* [Document excerpt]
Are you wasting food?

By Glauce Fleury
Communications Intern at the David Suzuki foundation

It's 6:30 a.m. While the water is boiling, I put the tea bag in my cup and take the bread from the freezer. There are only four slices: two middles and both ends. I grab the middles and put the package back. At night I'm cooking dinner. I peel some carrots to remove the skin. In the end, there's not much left. I throw the broccoli stalks away, cook rice and chicken and eventually notice it's more than I can eat. On the next day I want something fresh. The leftovers aren't appealing. Garbage?

About 1.3 billion tonnes of food go to waste every year in the world. According to the United Nations Food and Agriculture Organization (FAO), this food could feed three times the hungry people on the planet. To cut food loss and waste, the UN Environmental Program (UNEP) launched the campaign Think.Eat.Save in support of the Save Food Initiative. Thinking that food waste is not a problem because it'll decompose in the landfill is a mistake. According to the UNEP, light and air are required to compost it properly. But most garbage is buried in a landfill, so that food ends up producing methane gas, one of the villains of global warming. The rise in average global temperature is more affected by food waste than by air traffic.

(Coordinate annotation records)
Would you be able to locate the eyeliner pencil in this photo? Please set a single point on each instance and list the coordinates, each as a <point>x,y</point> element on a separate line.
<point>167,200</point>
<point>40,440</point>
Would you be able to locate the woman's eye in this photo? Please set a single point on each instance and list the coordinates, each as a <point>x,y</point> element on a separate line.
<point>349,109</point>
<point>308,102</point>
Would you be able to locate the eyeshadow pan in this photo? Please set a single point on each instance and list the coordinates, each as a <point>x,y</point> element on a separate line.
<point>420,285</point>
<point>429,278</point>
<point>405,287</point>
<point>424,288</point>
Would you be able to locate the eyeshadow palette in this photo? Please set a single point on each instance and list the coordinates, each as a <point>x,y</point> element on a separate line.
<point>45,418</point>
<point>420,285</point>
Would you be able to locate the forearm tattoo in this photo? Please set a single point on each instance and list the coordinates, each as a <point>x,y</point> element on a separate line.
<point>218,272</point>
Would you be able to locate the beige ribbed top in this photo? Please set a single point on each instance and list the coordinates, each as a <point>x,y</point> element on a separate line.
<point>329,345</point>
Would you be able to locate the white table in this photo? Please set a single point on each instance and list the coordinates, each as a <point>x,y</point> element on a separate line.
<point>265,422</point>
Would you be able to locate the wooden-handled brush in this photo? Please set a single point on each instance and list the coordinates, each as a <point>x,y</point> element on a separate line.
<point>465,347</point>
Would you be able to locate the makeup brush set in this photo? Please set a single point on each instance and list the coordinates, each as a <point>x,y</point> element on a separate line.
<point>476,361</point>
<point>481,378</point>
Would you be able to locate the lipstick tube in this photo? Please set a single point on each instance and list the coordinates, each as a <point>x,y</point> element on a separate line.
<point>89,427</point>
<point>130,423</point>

* [Required actions]
1) Repeat the passage of the food waste article starting at "By Glauce Fleury" and ending at "aren't appealing. Garbage?".
2) Write what comes next in the food waste article, picking up after its final sentence.

* [Results]
1)
By Glauce Fleury
Communications Intern at the David Suzuki foundation

It's 6:30 a.m. While the water is boiling, I put the tea bag in my cup and take the bread from the freezer. There are only four slices: two middles and both ends. I grab the middles and put the package back. At night I'm cooking dinner. I peel some carrots to remove the skin. In the end, there's not much left. I throw the broccoli stalks away, cook rice and chicken and eventually notice it's more than I can eat. On the next day I want something fresh. The leftovers aren't appealing. Garbage?

2)
The UN campaign insists on an important issue: food waste and loss affect everyone. In developing countries, more than 30 per cent of food spoils. The reasons are related to infrastructure: perishable food isn't always stored properly or transported quickly. In developed countries, the amount of waste is the same but reasons are different - food is wasted by individuals, suppliers and restaurants through poor planning, preparation and storage. That wasting food is often unintentional doesn't excuse it. As UNEP notes, we should keep in mind that when we waste food, we also waste the resources used to produce it - like water. Consider the effects of our actions: to produce one hamburger, we need up 2,400 litres of water. In other words, we could use this water to fill 16 bathtubs - this represents the amount we'd be throwing away if we let the hamburger go to waste.

If we learn to control the portions we buy or cook, store and freeze food properly, and avoid buying too much fresh food that spoils before eating, we'll be able to eat what's available in our fridge, avoiding waste and contributing to a sustainable future. If you end up with more than you need, pass it on, but don't discard it.

Ten tips to reduce your "foodprint" and food bill

  • Shop smart - plan your meals
  • Buy funny fruit - don't avoid fruit just because it doesn't look "perfect"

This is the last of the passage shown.